= Requirement =
Write out every entry precisely as given, leaving the pictures out.

= Entries from a dataset =
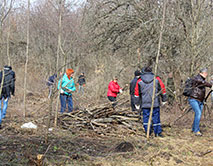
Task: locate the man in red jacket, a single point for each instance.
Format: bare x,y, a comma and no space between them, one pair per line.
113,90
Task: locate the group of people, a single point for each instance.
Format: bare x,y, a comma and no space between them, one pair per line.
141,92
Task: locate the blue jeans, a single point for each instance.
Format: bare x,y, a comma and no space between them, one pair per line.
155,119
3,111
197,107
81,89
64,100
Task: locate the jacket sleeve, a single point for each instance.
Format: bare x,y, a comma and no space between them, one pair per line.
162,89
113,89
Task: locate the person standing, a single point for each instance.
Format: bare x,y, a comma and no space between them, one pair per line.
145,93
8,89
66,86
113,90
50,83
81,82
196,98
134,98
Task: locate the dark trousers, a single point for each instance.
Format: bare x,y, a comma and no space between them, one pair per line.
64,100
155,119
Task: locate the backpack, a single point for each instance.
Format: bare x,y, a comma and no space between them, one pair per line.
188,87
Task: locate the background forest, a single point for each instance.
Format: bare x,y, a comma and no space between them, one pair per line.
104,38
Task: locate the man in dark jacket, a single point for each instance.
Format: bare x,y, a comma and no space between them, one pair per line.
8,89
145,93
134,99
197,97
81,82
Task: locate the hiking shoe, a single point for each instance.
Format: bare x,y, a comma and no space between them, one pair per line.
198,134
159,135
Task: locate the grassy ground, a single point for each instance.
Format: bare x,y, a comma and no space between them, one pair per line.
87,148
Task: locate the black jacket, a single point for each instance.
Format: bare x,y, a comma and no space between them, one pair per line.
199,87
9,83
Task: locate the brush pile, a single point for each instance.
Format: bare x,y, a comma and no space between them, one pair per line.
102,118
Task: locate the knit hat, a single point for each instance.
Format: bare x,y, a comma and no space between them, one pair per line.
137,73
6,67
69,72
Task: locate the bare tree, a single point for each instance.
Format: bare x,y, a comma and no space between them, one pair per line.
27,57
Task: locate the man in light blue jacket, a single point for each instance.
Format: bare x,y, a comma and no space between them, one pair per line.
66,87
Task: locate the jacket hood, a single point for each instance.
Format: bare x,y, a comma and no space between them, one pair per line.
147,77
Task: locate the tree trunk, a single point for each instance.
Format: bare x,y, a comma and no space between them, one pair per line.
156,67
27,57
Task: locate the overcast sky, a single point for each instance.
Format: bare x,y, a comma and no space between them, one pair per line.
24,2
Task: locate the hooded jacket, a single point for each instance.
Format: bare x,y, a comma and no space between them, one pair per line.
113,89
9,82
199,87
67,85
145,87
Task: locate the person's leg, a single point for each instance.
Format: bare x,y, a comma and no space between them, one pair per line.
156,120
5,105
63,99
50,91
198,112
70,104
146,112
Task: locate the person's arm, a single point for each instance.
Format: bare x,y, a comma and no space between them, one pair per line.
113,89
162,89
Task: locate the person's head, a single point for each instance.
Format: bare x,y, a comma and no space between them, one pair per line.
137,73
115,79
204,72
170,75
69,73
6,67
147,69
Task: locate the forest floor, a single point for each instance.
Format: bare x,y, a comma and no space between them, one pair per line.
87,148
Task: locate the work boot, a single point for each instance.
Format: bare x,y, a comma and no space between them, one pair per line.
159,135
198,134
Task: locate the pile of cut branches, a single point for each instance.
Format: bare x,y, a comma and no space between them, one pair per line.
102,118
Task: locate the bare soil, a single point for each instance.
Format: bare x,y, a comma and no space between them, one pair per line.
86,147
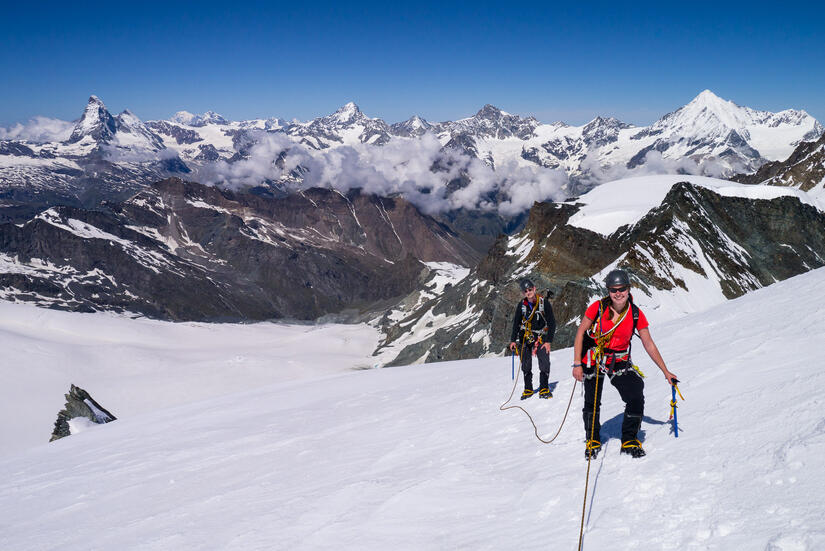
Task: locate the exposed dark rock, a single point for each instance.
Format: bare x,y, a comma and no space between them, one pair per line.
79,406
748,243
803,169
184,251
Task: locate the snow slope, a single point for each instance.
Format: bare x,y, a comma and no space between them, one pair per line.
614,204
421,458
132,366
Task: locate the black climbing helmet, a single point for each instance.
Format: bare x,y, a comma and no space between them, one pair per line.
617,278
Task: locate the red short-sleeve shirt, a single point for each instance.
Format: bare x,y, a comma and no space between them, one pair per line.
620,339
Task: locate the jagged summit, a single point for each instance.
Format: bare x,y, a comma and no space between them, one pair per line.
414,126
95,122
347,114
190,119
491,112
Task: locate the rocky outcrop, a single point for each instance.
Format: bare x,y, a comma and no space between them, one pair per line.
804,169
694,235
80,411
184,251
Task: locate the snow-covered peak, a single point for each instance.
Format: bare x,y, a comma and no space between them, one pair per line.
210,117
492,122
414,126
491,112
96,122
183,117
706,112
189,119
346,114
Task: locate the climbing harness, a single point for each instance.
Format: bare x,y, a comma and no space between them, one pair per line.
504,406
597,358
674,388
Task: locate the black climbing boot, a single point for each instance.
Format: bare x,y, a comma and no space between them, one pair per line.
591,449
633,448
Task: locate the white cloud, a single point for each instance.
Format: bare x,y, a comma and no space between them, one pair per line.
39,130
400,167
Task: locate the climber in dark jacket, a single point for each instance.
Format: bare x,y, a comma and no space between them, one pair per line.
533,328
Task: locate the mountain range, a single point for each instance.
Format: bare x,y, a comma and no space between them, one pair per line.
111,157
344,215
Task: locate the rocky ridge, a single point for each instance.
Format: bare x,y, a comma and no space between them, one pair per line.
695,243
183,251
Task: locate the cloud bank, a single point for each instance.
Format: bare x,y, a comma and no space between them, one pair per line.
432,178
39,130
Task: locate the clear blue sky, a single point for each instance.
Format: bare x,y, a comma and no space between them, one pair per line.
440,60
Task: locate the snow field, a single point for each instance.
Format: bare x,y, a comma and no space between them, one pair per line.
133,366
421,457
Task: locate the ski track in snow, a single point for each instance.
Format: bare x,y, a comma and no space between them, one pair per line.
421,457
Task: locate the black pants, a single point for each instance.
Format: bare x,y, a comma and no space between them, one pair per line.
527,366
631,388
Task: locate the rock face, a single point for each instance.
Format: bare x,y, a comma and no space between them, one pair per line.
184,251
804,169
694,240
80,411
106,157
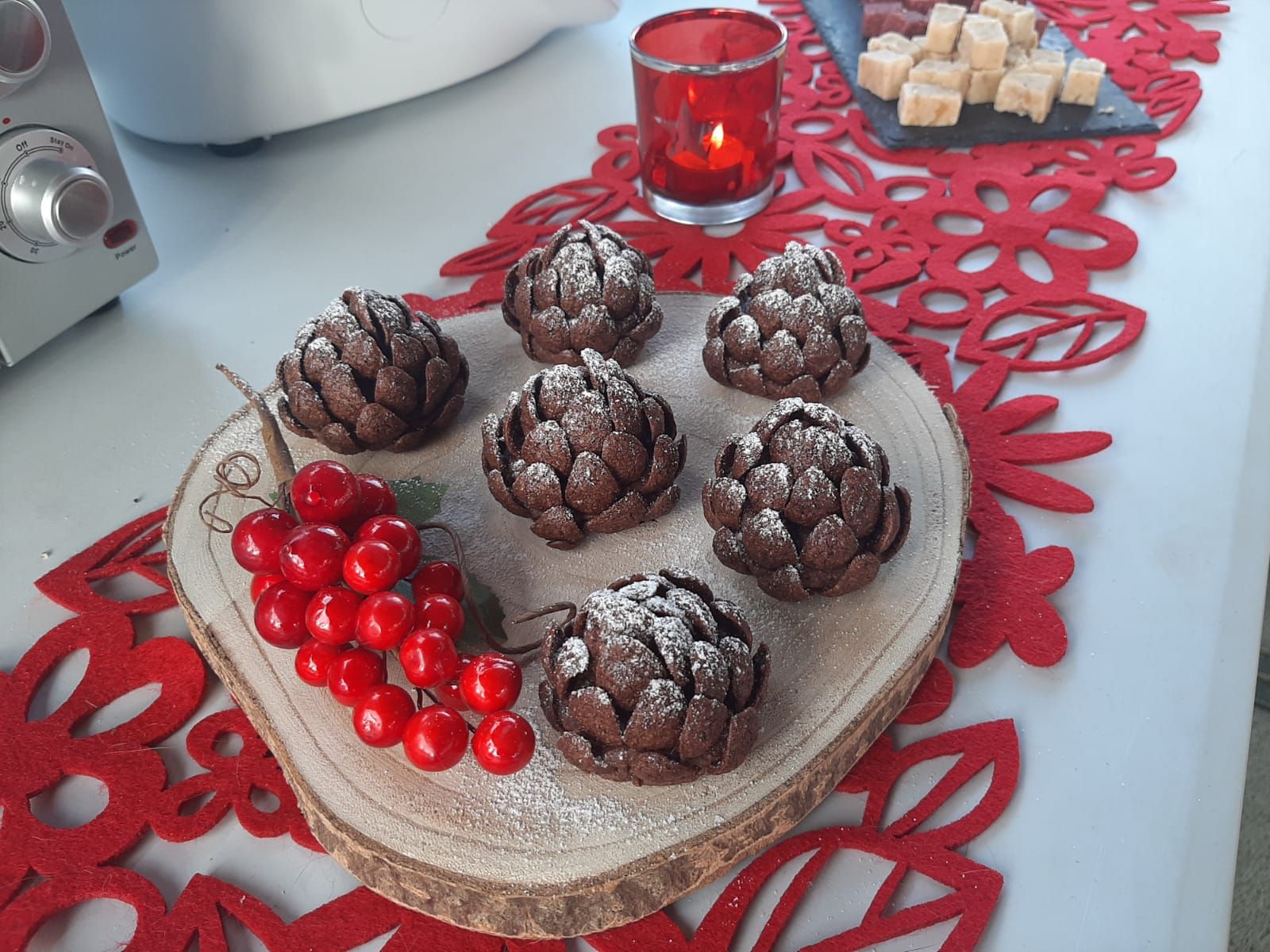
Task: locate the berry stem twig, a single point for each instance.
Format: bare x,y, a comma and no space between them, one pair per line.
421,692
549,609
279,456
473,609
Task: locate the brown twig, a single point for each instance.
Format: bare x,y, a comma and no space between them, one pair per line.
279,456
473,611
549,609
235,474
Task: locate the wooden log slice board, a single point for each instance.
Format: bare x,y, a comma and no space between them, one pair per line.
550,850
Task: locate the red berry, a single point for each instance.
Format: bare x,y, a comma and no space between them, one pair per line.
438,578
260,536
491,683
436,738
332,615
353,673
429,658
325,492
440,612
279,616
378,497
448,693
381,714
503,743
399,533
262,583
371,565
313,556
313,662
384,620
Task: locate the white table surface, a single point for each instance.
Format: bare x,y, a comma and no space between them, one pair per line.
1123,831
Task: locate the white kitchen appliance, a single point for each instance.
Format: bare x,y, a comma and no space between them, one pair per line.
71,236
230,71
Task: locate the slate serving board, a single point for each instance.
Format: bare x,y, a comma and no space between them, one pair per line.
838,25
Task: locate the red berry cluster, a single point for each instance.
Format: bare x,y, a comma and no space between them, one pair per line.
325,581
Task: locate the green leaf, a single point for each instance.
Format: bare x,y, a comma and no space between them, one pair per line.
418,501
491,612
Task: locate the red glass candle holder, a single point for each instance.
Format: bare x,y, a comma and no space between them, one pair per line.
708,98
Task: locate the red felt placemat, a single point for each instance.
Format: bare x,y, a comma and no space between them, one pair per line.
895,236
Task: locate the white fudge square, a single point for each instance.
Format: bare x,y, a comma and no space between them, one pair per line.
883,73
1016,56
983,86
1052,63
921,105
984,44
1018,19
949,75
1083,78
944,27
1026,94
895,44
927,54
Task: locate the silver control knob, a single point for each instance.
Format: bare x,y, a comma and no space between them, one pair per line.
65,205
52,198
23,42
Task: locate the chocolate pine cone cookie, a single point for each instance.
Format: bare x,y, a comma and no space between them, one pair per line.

= Correct output =
Task: locate the man in red jacket, a single point for each instance.
Format: bare x,y, a comma and no space between them, one pair per line.
113,90
Task: locate the group of people, a single point for each instance.
Format: bare x,y, a comma and no space between them, one pair per line.
141,92
Task: locate the blue jeans, a single point for each instance.
Format: bare x,y, a comma and no space between them, one pair per line.
155,119
3,111
197,107
81,89
64,100
Task: locate the jacket sleeve, a single point for each instance.
Format: bare x,y, a comma and no space between them, one pair per line.
162,89
113,89
Task: locate the person standing, a single point for each instance.
Format: bare x,y, a comma and no space between them, one pair per line.
145,93
8,89
66,86
113,90
50,83
81,82
196,98
134,98
Task: locate the dark trousers, a single point for each instance.
Format: bare x,y, a comma and no space between them, one pair per line.
64,100
155,119
Task: locate the backpack, a single point for each instance.
Format: bare x,y, a comma and no space between them, one pair per line.
188,87
Task: locate the background forest, a single point for each instance.
Format: bare x,y, a comma and no space between them, one pair per line.
104,38
Task: locate the man in dark jacket, a single point for each instance.
Format: bare x,y, a comma and no space between them, one pair per line.
8,89
145,93
134,99
197,97
81,82
Task: locate the hiking shoe, a single point for each instance.
Format: bare x,y, a comma and no space between them, one pair per line.
198,134
159,135
Task: locate the grassy ground, a single point for each instance.
Format: bare x,y, a comma and no space between them, one pair per line.
87,148
Task: locate the black jacket, a single point for each instance.
Format: bare x,y, a comma and no space between them, one pair per line.
199,87
9,83
Task: locate the brush pile, a single point for each instance.
Format: bare x,y, a comma and no space between them, one pair per line.
102,118
Task: locate the knit hat, a single point for each instance.
Format: bare x,y, a comma and no space between them, one pair per line.
137,73
6,67
69,72
Task: locate the bare tree, a single point for each instance.
Format: bare x,y, a comma and no space between them, one pair per line.
27,57
Task: locate the man in light blue jacket, a single point for each instance.
Format: bare x,y, a comma and no space between them, one pair per line.
66,87
Task: locate the jacket hood, a single point for each instance.
Format: bare x,y, a comma and no space between them, one pair per line.
147,77
Task: locate the tree trunk, a single point for each instance.
Format: bare x,y, a comma and no space between them, one pair per line.
156,67
27,57
Task: locate the overcast sky, a single point for each instance.
Format: bare x,y, a comma and no space between them, one pair per line.
24,2
Task: locate the hooded jacket, a single point for each instance.
Format: bare x,y, a comma and no space between them, one pair per line.
113,89
9,82
199,87
67,85
145,87
Task: locate the person's leg, a single point for each instance.
Format: bare x,y, a comma and no space between them, one pair per line.
156,120
5,105
63,99
50,91
198,112
70,104
146,112
Task: locate the person's arm, a single point for each instance.
Format: bare x,y, a comma and no space between them, one pair per line.
113,89
162,89
Task: locate the person's head, a single point for each instance.
Format: bare x,y, a comma and no space between them, one pair per line.
137,73
115,79
204,72
170,75
69,73
6,67
147,69
Task: locate the forest floor, a single point for each instance.
Format: bare x,y, a comma and no space between them, one pair per line.
87,148
Task: locate the work boot, a single point for each instance.
Format: bare x,y, a comma and no space between them, one pair per line.
159,135
198,134
Task: locate the pile of cut branches, a single point for each instance.
Format: bare x,y, a comma and no space between them, one pair per line.
102,118
Task: locate the bare soil, a single point for each instance.
Format: bare x,y, a comma and no space between them, one pair per line.
86,147
Task: locate the exposed dark rock, a single point for each instance.
Format: bare x,y, a comma and no space between them, one pair per line.
79,406
748,243
803,169
184,251
Task: locate the snow slope, a single point for each instance.
Format: bare x,y, a comma and no space between them, one pair per line.
614,204
421,458
132,366
Task: locate the black climbing helmet, a single point for each instance.
Format: bare x,y, a comma and no space between them, one pair per line.
617,278
Task: locate the red short-sleeve shirt, a single point for each instance.
Format: bare x,y, a comma and no space between them, one pair per line.
620,339
Task: locate the jagged summit, a single point for each instance.
Format: bare x,y, a comma and no space between them, one pair per line.
414,126
95,122
347,114
190,119
491,112
Task: locate the rocky outcrop, a single point for each instance.
Format: bare x,y, a comma and no space between them, one pair per line.
804,169
694,235
80,411
184,251
Task: locate the snow-covered peak, a single point for each instance.
Format: bare x,y, a comma and no space between them, one pair per line.
210,117
492,122
414,126
491,112
96,122
183,117
706,112
189,119
346,114
Task: locate the climbing harness, a single point for each instance.
Format: bare x,y, a comma and no space between them, one pair per line.
504,406
597,358
674,388
Task: locate the black climbing boot, a single point for each instance.
Format: bare x,y, a comma and no space between them, one pair per line.
591,449
633,448
Task: locate the white cloud, a single point for each instance.
Format: bare x,y, a comma and no space between them, one pair per line.
39,130
400,167
Task: locate the climber in dark jacket, a single point for each instance.
Format: bare x,y, a comma and no space between them, one pair per line.
533,328
Task: locate the mountain range, a single point for each instance.
Format: bare x,y, a comma and no space between them, one pair per line.
111,157
344,215
Task: locate the rocky ridge, a single point for each instance.
Format: bare x,y, a comma and no space between them, one pair per line.
695,243
183,251
Task: locate the cloud bank, a single point for each instance.
Format: bare x,y, a comma and no space between them, one pair per line.
432,178
39,130
Task: locate the clear blue sky, a single point for each instance.
Format: bare x,y, a comma and no space between them, one pair per line.
440,60
Task: locate the snow field, a single point for each instance.
Format: bare x,y, a comma and no space between them, one pair per line.
133,366
421,457
Task: locate the ski track in snow, a single point for each instance.
Format: bare x,y, a comma and no space between them, one pair per line.
421,457
Task: locate the black pants, a single point for each instance.
Format: bare x,y, a comma and no space between them, one pair per line.
527,366
631,388
Task: locate the rock face, a single point for each instance.
Format: bare x,y, a comma and no space between them, one pair per line.
184,251
804,169
694,240
80,411
106,157
Task: locate the berry stem twig, a single point for each instance.
Format: bare x,y, a comma and no space between them, one pair per line.
421,692
549,609
279,456
473,609
Task: locate the brown twig, a single point for each instance.
Format: bare x,y, a comma and no space between them, one pair per line.
279,456
473,611
549,609
235,474
Task: locate the wooden log slice board, a single point for each instance.
Format: bare x,y, a comma and no space between them, one pair per line.
550,850
Task: locate the red berry, a single point for each instance.
Format: bare x,y, a comma and no space between them, one pair per line.
438,578
260,536
491,683
436,738
332,615
353,673
429,658
325,492
440,612
279,616
378,497
448,693
381,714
503,743
399,533
262,583
371,565
313,556
313,662
384,620
Task: locate the white table surface, a single point for each instance.
Format: bare x,y, a comma and no space between them, one pair per line.
1123,831
Task: locate the white kitchen appliance, a single point for each instance.
Format: bare x,y, a comma and no space between them, one pair per line.
71,236
230,71
Task: locate the slate serving board, a single point for each instance.
Format: bare x,y, a comma and no space between them, one pair per line.
838,25
Task: locate the red berry cluster, a single point for each instance.
Format: bare x,y, a comma and no space between them, one pair per line.
325,581
Task: locate the green leaf, a single point for each instance.
Format: bare x,y, a comma and no space between them, one pair per line.
418,501
491,612
Task: locate the red glass candle holder, a single point for each instance.
Format: bare x,y, a comma and no space between them, one pair per line.
708,98
Task: locate the red felt placemat, a single point for each instance.
Format: bare x,y, a comma and no space between them, one pair per line.
895,236
Task: locate the white fudge square, a single point for each instance.
Format: bare x,y, a comma and no space between them, one pair per line.
883,73
1016,56
983,86
1052,63
921,105
984,44
1018,19
949,75
1083,78
944,27
1026,94
895,44
927,54
Task: locate the silver control knob, a single point for each instance.
Format: bare x,y, a comma and no space between them, one pair per line.
65,205
52,198
23,42
Task: locate the chocolate pine cone cookie, a single point for each instance.
Format: bare x,y, a comma and no space between them, one pair per line.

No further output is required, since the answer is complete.